▸ **REQUIRED TASKS**
1. In the seminar announcement, do the following statements agree with it? (a) The seminar was held in the SCANCOR Conference Room on the first floor of CERAS. (b) Mason Porter is affiliated with Stanford's Mathematical Institute. (c) Jacob Reidhead will introduce the speaker. Answer each with yes or no, and quote the deciding words of the announcement.
2. Duplicate the part of the seminar announcement that opens with the words containing "Networks arise pervasively" and closes with "neuroscience and other areas.".
3. Go on with the seminar announcement about community structure in multilayer networks from where it stops.

▸ **TEXT PASSAGE**
>>>

Seminar

Community Structure in Multilayer Networks

Date
Wed April 16th 2014, 12:00pm
Event Sponsor
Stanford Institute for Research in the Social Sciences & Stanford Sociology Department
Location
SCANCOR Conference Room, 1st floor CERAS
Community Structure in Multilayer Networks

Mason Porter (Mathematical Institute, Oxford)

Networks arise pervasively in biology, physics, technology, social science, and myriad other areas. An ordinary network consists of a collection of entities (called nodes) that interact via edges. "Multilayer networks" are a more general representation that can be used when nodes are connected to each other via multiple types of edges or a network changes in time.  In this talk, Mason Porter will discuss how to find dense sets of nodes called "communities" in multilayer networks and some applications of community structure to problems in neuroscience and other areas.

This quarter the Forum has adopted a junior-senior co-presentation format.  Accordingly, Jacob Reidhead will introduce the speaker and highlight some ways in which being able to analyze community structure in multilayer networks will advance efforts in the social sciences to model the co-evolution of transaction networks and structured meaning (i.e. culture and cognition).

<<<

(Spatial localization data)
>>>

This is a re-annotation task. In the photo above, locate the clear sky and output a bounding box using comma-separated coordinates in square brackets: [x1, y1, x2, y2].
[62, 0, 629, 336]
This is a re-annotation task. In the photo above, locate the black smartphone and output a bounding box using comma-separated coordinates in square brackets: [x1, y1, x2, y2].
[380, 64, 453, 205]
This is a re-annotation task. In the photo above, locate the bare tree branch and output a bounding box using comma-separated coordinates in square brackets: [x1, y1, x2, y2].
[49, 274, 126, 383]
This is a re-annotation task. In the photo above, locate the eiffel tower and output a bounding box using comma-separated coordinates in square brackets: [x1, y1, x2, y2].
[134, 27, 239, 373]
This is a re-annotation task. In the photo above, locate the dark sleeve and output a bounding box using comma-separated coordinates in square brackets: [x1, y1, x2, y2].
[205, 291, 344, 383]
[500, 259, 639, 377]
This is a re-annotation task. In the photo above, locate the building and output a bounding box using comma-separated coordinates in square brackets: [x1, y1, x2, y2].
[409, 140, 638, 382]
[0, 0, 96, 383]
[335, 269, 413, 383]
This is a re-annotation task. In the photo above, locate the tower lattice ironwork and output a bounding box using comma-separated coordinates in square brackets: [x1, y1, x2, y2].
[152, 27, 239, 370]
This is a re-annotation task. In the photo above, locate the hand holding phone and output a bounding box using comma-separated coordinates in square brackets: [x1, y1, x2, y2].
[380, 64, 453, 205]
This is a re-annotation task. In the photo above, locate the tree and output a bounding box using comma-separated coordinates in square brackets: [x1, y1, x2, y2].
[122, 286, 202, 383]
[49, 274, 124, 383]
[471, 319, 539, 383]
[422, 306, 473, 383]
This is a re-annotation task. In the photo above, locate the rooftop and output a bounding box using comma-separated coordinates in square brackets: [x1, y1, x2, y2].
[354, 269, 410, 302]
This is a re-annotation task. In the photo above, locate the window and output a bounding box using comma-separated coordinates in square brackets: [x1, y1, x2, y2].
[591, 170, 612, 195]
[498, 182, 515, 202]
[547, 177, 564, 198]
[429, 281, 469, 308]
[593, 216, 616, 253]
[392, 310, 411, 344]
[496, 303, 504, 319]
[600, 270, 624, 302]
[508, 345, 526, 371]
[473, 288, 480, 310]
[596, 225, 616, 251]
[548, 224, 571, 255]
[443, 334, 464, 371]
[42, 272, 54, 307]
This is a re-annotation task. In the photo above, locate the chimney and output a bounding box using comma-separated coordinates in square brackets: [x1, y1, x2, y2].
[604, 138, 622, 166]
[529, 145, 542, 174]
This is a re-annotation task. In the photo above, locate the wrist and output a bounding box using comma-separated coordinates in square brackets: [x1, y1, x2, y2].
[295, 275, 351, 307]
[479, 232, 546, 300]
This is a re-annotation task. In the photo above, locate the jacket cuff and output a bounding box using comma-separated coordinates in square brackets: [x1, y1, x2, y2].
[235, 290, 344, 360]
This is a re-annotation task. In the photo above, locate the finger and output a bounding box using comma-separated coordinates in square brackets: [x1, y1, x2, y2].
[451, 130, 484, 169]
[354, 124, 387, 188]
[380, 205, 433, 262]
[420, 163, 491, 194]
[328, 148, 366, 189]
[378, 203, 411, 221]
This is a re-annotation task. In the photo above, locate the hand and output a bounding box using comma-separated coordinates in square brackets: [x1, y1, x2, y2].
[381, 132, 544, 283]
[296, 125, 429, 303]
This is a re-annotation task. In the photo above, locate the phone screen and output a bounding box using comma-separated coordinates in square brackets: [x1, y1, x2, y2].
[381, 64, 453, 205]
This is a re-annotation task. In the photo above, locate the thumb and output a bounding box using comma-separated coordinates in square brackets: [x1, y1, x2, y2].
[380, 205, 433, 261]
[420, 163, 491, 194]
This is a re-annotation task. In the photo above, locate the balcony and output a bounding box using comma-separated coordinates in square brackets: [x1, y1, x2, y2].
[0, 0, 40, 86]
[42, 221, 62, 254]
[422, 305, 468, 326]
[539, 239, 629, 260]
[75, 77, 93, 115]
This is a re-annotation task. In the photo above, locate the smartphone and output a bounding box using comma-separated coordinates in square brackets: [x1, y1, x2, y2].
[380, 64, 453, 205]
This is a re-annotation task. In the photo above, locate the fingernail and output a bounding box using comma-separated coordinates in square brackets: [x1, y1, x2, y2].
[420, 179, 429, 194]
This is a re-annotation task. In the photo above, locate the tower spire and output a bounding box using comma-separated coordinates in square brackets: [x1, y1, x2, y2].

<<<

▸ **TASK RESULTS**
1.
(a) Yes: "SCANCOR Conference Room, 1st floor CERAS"
(b) No: "Mason Porter (Mathematical Institute, Oxford)"
(c) Yes: "Jacob Reidhead will introduce the speaker"

2.
Networks arise pervasively in biology, physics, technology, social science, and myriad other areas. An ordinary network consists of a collection of entities (called nodes) that interact via edges. "Multilayer networks" are a more general representation that can be used when nodes are connected to each other via multiple types of edges or a network changes in time.  In this talk, Mason Porter will discuss how to find dense sets of nodes called "communities" in multilayer networks and some applications of community structure to problems in neuroscience and other areas.

3.
Below is the link to a truly monumental review on Multilayer Networks which Mason co-authored and has submitted for publication.  The manuscript may be found online at http://arxiv.org/pdf/1309.7233v4.pdf.  Also available for download is a set of slides from a talk on the same subject, but directed to an audience in mathematical biology, so most of the examples are in neuroscience rather than social science, http://people.maths.ox.ac.uk/porterm/temp/multislice_nottingham.pdf.  Both the review and slides are well-organized and visually intuitive and participants are encouraged to look over both in advance of Wednesday's Forum.

Light refreshments will be provided.